INSTRUCTIONS FOR THE TASK
The response must contain all of the entries, each one repeated exactly.

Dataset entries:

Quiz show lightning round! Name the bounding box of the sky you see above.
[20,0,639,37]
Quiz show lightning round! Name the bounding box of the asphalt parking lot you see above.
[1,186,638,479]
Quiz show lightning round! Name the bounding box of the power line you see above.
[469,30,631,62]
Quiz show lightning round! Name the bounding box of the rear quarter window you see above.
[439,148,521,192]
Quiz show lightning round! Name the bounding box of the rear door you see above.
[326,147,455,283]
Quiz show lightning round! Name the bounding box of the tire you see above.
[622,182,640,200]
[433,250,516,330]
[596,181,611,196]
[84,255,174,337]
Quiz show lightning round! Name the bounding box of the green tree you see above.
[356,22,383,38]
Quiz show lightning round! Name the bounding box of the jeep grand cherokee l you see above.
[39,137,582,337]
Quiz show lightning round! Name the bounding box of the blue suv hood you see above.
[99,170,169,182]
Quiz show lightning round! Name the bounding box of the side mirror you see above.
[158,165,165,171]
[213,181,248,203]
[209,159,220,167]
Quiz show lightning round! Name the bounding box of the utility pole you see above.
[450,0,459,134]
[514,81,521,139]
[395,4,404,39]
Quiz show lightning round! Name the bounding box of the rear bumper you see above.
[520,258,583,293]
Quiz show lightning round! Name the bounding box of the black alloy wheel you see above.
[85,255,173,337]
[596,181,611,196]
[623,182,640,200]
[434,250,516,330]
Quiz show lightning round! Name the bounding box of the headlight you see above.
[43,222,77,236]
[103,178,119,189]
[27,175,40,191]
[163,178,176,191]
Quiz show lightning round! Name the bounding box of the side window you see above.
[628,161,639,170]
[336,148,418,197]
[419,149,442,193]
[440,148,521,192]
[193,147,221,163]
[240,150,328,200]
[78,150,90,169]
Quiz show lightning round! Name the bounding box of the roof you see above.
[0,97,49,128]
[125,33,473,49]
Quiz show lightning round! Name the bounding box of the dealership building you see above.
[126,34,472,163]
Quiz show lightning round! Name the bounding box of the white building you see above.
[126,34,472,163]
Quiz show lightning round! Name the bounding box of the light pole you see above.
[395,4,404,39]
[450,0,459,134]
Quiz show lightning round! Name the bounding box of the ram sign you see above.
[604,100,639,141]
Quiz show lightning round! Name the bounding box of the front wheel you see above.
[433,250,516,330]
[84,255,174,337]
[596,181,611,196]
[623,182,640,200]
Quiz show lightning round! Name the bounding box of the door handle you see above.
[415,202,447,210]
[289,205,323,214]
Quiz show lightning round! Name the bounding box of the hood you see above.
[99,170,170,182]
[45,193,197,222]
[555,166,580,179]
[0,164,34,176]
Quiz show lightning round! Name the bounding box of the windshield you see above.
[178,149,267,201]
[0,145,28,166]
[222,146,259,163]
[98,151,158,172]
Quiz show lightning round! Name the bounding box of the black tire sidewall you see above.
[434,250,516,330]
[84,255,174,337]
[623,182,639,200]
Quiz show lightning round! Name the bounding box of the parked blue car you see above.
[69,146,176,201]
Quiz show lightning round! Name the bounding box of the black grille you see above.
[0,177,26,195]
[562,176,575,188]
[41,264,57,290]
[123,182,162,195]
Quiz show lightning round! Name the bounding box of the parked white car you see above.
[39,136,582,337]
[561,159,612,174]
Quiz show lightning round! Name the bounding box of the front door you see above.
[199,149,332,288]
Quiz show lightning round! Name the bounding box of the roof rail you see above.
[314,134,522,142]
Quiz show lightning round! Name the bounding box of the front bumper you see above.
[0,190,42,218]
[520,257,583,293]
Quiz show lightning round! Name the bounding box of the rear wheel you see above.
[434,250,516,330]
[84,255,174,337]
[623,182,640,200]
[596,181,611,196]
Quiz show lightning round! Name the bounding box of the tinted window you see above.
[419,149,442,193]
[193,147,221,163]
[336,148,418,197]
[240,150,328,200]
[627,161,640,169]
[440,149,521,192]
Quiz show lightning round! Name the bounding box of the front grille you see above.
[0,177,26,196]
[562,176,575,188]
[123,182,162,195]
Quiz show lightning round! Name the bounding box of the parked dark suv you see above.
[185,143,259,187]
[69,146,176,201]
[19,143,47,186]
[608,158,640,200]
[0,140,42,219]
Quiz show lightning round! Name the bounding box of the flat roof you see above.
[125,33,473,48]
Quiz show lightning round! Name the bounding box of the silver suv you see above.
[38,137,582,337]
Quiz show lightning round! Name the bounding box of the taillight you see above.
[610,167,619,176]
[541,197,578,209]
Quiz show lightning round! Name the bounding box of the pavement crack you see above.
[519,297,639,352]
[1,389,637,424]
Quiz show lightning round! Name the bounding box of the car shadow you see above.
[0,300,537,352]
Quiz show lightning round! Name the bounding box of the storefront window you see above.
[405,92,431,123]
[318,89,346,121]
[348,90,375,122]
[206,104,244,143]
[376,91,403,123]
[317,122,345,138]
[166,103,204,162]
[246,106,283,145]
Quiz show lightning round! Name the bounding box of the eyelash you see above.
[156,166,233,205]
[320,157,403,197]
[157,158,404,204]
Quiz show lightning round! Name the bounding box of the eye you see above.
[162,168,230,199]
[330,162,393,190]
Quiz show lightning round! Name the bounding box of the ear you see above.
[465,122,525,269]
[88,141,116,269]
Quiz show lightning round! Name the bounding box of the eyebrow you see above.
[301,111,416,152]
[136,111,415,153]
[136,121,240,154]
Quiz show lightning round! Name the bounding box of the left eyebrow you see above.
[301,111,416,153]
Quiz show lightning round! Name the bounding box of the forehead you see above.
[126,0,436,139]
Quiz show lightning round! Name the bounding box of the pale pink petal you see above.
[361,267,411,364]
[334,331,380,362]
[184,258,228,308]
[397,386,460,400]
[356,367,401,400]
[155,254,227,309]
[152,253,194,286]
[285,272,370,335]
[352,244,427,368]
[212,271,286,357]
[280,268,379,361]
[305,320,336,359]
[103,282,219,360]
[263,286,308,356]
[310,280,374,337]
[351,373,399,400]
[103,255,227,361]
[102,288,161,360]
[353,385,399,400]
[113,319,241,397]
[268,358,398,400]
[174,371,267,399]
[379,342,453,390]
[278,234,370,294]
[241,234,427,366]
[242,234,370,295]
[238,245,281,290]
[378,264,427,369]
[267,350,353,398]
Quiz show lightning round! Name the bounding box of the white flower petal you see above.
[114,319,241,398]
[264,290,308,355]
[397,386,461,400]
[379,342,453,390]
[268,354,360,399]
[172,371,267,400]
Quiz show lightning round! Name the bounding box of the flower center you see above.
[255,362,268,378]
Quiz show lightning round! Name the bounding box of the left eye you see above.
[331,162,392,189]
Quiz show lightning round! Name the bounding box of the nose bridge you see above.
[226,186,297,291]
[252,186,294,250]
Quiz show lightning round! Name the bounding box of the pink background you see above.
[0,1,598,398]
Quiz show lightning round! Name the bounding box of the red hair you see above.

SOLUTION FOR THIS PROBLEM
Quiz show lightning round! Name the bounding box of the sky you see above.
[20,0,639,37]
Quiz show lightning round! Name the bounding box of the asphalt parking lot you see above.
[1,186,638,479]
Quiz show lightning round! Name the bounding box of the power line you see above.
[469,30,631,62]
Quiz show lightning round! Name the bounding box of the rear quarter window you see above.
[439,148,521,192]
Quiz show lightning round! Name the bounding box of the rear door you see above.
[326,147,455,283]
Quiz show lightning round! Name the bounding box of the tire you see above.
[622,182,640,200]
[433,250,516,330]
[596,181,611,196]
[84,255,174,337]
Quiz show lightning round! Name the bounding box of the green tree you see above.
[356,22,383,38]
Quiz show lightning round! Name the bounding box of the jeep grand cherokee l you see above.
[39,137,582,337]
Quiz show lightning round! Name the bounding box of the blue suv hood you see above.
[99,170,169,182]
Quiz show lightning round! Name the bounding box of the side mirror you see above.
[158,165,165,171]
[213,181,248,203]
[209,159,220,167]
Quiz show lightning round! Name the bounding box of the utility pole you see above.
[450,0,459,134]
[514,81,521,139]
[395,4,404,39]
Quiz show lightning round! Name the bounding box of the rear bumper you see above.
[520,258,583,293]
Quiz show lightning round! Name the bounding box of the black alloy wheel you see above.
[85,255,173,337]
[596,181,611,196]
[623,182,640,200]
[434,250,516,330]
Quiz show lightning round! Name the bounding box of the headlight you see above.
[43,222,77,236]
[103,178,119,189]
[27,175,40,191]
[163,178,176,191]
Quiz show lightning round! Name the bounding box of the side window you see above.
[628,161,639,170]
[336,148,418,197]
[419,149,442,193]
[440,148,521,192]
[193,147,221,163]
[240,150,328,200]
[78,150,90,169]
Quiz show lightning round! Name the bounding box of the roof you see above.
[0,97,49,128]
[125,33,473,49]
Quiz show lightning round! Name the bounding box of the dealership building you see above.
[126,34,472,163]
Quiz show lightning round! Name the bounding box of the white building you see above.
[126,34,472,163]
Quiz show lightning round! Name the bounding box of the light pole you see above.
[395,4,404,39]
[450,0,459,134]
Quiz show lightning round! Name the bounding box of the ram sign you see above.
[604,100,639,141]
Quiz show lightning round! Name the bounding box of the front wheel you see above.
[433,250,516,330]
[84,255,174,337]
[596,181,611,196]
[623,182,640,200]
Quiz show lightning round! Name the bounding box of the door handle you see above.
[415,202,447,210]
[289,205,323,214]
Quiz show lightning round! Name the bounding box of the hood you see above.
[99,170,170,182]
[45,193,197,222]
[555,166,580,179]
[0,164,34,176]
Quiz show lightning round! Name the bounding box of the windshield you see above.
[178,149,267,201]
[0,145,28,166]
[222,146,259,163]
[98,151,158,172]
Quiz show lightning round! Name the bounding box of the black tire sidewall you see above.
[434,250,516,330]
[84,255,174,337]
[623,182,639,200]
Quiz show lightning round! Name the bounding box of the parked blue car you see above.
[69,146,176,201]
Quiz show lightning round! Name the bounding box of the black grille you see above.
[0,177,26,195]
[562,176,575,188]
[41,264,57,290]
[123,182,162,195]
Quiz show lightning round! Name the bounding box of the parked white car you see above.
[39,136,582,337]
[561,159,612,174]
Quiz show lightning round! Name the bounding box of the front door you see above.
[199,149,332,288]
Quiz show lightning round! Name the bounding box of the roof rail you see above.
[314,134,522,142]
Quiz show lightning round! Name the bounding box of the front bumper you see above.
[0,190,42,218]
[520,257,583,293]
Quiz show lightning round! Name the bounding box of the rear wheel you see above.
[434,250,516,330]
[84,255,174,337]
[623,182,640,200]
[596,181,611,196]
Quiz show lightning round! Name the bounding box of the tinted window you see above.
[419,149,442,193]
[193,147,221,163]
[336,148,418,197]
[240,150,328,200]
[627,161,640,169]
[440,149,521,192]
Quiz show lightning round! Name the bounding box of the front grille you see above.
[0,177,26,196]
[562,176,575,188]
[123,182,162,195]
Quiz show lightning round! Name the bounding box of the parked dark suv you see above.
[185,143,259,187]
[69,146,176,201]
[19,143,47,186]
[608,158,640,200]
[0,140,42,219]
Quiz show lightning round! Name the bounding box of the flat roof you see above.
[125,33,473,48]
Quiz show lightning round! Name the bounding box of the silver suv you see above.
[38,137,582,337]
Quiz show lightning round! Name the bounding box of the taillight you see above.
[610,167,619,176]
[541,197,578,209]
Quiz show lightning round! Name the bounding box of the pavement crack you see above.
[519,297,639,352]
[1,389,637,424]
Quiz show lightning round! Name the bounding box of the car shadow you see above.
[0,300,537,352]
Quiz show lightning round! Name the bounding box of the storefront window you see above.
[405,92,431,123]
[318,89,346,121]
[348,90,375,122]
[206,104,244,143]
[376,91,403,123]
[317,122,345,138]
[166,103,204,162]
[246,106,283,145]
Quiz show lightning round! Name the bounding box of the eyelash you see above.
[156,166,233,205]
[320,157,403,197]
[157,158,404,204]
Quiz show lightning round! Name the bounding box of the eye you see above.
[162,168,230,199]
[330,162,393,190]
Quiz show lightning round! Name the bounding box of the ear you see above.
[465,122,525,269]
[88,141,116,269]
Quiz show lightning round! Name the bounding box of the eyebrow you see above.
[301,111,416,152]
[136,111,415,153]
[136,121,240,154]
Quiz show lightning round! Name the bounding box of the left eyebrow you see above.
[301,111,416,153]
Quiz show lightning round! Name the bounding box of the forehead you see above.
[126,0,436,139]
Quiz show lightning round! Name the bounding box of the pale pink petal you see above.
[361,267,411,364]
[334,331,380,362]
[184,258,228,308]
[397,386,460,400]
[356,367,401,400]
[155,254,227,309]
[152,253,194,286]
[285,272,370,335]
[352,244,427,368]
[212,271,286,357]
[280,268,379,361]
[305,320,336,359]
[103,282,219,360]
[263,286,308,356]
[310,280,374,337]
[351,373,399,400]
[103,255,227,361]
[102,288,161,360]
[353,385,399,400]
[113,319,241,397]
[268,358,398,400]
[174,371,267,399]
[379,342,453,390]
[278,234,370,294]
[241,234,427,366]
[242,234,370,295]
[238,245,281,290]
[378,264,427,369]
[267,350,353,398]
Quiz show lightning round! Name the bounding box of the white flower petal you see above.
[114,319,241,398]
[264,290,308,355]
[397,386,461,400]
[379,342,453,390]
[268,354,360,399]
[172,371,267,400]
Quiz show lightning round! Name the bounding box of the flower center you see above.
[255,362,268,378]
Quiz show lightning round! Name the bounding box of the left eye you see above.
[331,162,392,189]
Quiz show lightning round! Name the bounding box of the nose bridge you see above.
[226,186,297,291]
[252,186,294,250]
Quiz show lightning round! Name the bounding box of the pink background you see above.
[0,1,598,398]
Quiz show lightning round! Name the bounding box of the red hair you see above.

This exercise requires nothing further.